- _Text shown_
/---

It seems that the closer we get to the details the more difficult it gets.  I was thinking that the original engine was dismantled soon after the trial run because B&O needed all the cars they could get their hands on. If I remember correctly the winter of 1830-31 was a particularly bad one and they were hauling tons of firewood back to Baltimore on every car they could get. Thanks for finding those new images, although it looks like most of them are based off of Mr. Latrobe's sketches, which were done in 1868 or 69. We need to find some from before then, although I have my doubts there are any.  

Jason


----------



## Grimm (Oct 5, 2009)

I wanted to get some more details on the steam engine itself that Mr. Cooper used. He did mention that he purchased it in New York and that it was made of brass. I did some searching and found that from 1816 until the time that Tom Thumb was constructed there were several firms in New York that made both marine and stationary steam engines. Some of them made the engines out of brass (or bronze?) because suitable iron was difficult and expensive to get. I found some images that are very close to what Mr. Latrobe drew in his sketches. Here is one from the 1820's that looks very much like the one in the sketches, without the "A" frame.











Here is a picture of a model of it.

\---

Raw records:

/---

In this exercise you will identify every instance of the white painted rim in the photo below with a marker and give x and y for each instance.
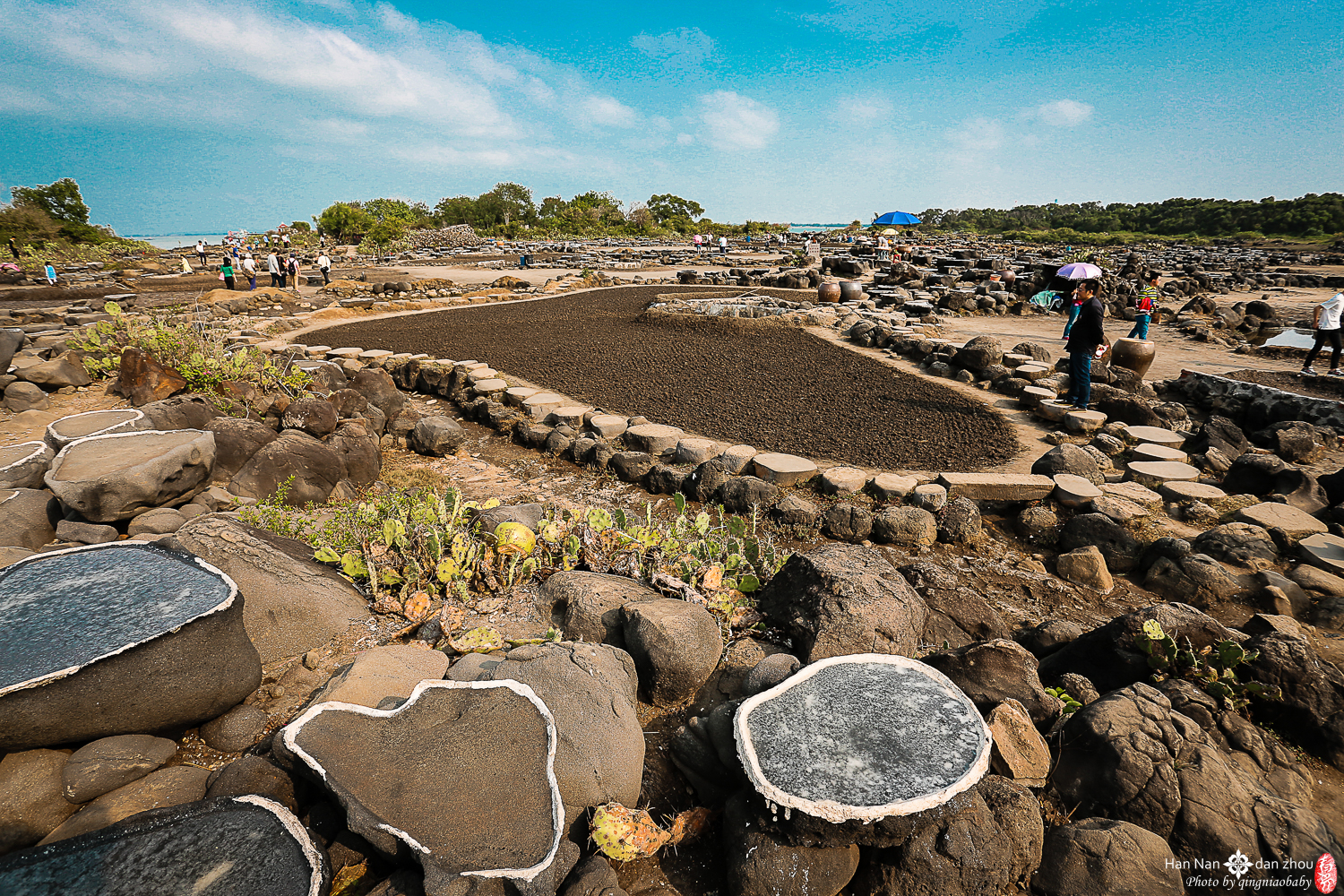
(61, 673)
(838, 812)
(290, 735)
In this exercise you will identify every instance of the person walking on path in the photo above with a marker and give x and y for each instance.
(1144, 306)
(1088, 335)
(1325, 319)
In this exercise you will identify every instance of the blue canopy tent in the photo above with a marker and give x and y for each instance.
(898, 218)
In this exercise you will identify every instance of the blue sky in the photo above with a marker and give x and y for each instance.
(188, 116)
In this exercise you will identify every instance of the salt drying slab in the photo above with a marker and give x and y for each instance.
(241, 847)
(62, 610)
(862, 737)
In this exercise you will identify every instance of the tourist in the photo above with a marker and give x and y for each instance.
(1144, 306)
(1325, 319)
(1088, 336)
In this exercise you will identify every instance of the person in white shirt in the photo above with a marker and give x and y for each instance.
(1325, 319)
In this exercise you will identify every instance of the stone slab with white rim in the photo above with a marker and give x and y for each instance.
(117, 638)
(462, 772)
(22, 466)
(118, 476)
(782, 469)
(1182, 492)
(77, 426)
(237, 845)
(862, 737)
(1074, 490)
(652, 438)
(1296, 522)
(997, 487)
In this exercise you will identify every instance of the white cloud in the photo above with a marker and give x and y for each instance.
(1064, 113)
(683, 47)
(736, 121)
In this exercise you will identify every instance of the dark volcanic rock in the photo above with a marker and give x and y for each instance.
(158, 642)
(246, 847)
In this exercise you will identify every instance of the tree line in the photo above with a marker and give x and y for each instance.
(1309, 215)
(508, 210)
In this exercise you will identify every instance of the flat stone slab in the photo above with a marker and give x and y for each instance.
(77, 426)
(1153, 435)
(862, 737)
(1074, 490)
(1296, 522)
(997, 487)
(86, 634)
(652, 438)
(1153, 473)
(462, 772)
(782, 469)
(22, 466)
(1324, 551)
(237, 845)
(1182, 492)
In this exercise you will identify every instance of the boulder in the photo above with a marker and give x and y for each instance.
(675, 645)
(118, 476)
(462, 771)
(293, 603)
(840, 599)
(314, 468)
(159, 643)
(108, 763)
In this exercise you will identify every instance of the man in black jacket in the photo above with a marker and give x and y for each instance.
(1083, 339)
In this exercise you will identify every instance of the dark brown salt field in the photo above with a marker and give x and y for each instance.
(766, 384)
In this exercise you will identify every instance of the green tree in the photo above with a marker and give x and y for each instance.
(61, 201)
(666, 207)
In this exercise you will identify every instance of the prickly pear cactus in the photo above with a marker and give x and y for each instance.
(625, 834)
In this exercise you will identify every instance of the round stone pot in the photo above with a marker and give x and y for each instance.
(1134, 354)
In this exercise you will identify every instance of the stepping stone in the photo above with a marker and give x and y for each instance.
(1083, 421)
(997, 487)
(70, 677)
(843, 479)
(1074, 490)
(22, 466)
(862, 737)
(1153, 435)
(652, 438)
(1155, 452)
(237, 845)
(462, 772)
(1185, 492)
(1155, 473)
(1132, 492)
(782, 469)
(889, 487)
(120, 476)
(607, 425)
(542, 403)
(1296, 522)
(67, 429)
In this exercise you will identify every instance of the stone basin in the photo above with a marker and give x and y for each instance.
(862, 737)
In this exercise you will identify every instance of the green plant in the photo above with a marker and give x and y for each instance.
(1212, 668)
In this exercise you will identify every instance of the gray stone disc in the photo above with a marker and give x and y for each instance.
(862, 737)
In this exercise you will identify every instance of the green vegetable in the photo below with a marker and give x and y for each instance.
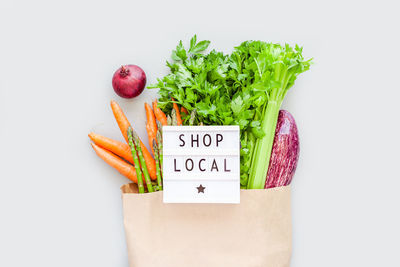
(159, 141)
(156, 156)
(142, 162)
(136, 161)
(245, 88)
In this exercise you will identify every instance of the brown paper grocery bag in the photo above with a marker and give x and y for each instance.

\---

- _Written problem_
Copy the stretch of the forum thread from "It seems that" through "(Oct 5, 2009)", switching "firewood" to "coal".

- _Response_
It seems that the closer we get to the details the more difficult it gets.  I was thinking that the original engine was dismantled soon after the trial run because B&O needed all the cars they could get their hands on. If I remember correctly the winter of 1830-31 was a particularly bad one and they were hauling tons of coal back to Baltimore on every car they could get. Thanks for finding those new images, although it looks like most of them are based off of Mr. Latrobe's sketches, which were done in 1868 or 69. We need to find some from before then, although I have my doubts there are any.  

Jason


----------



## Grimm (Oct 5, 2009)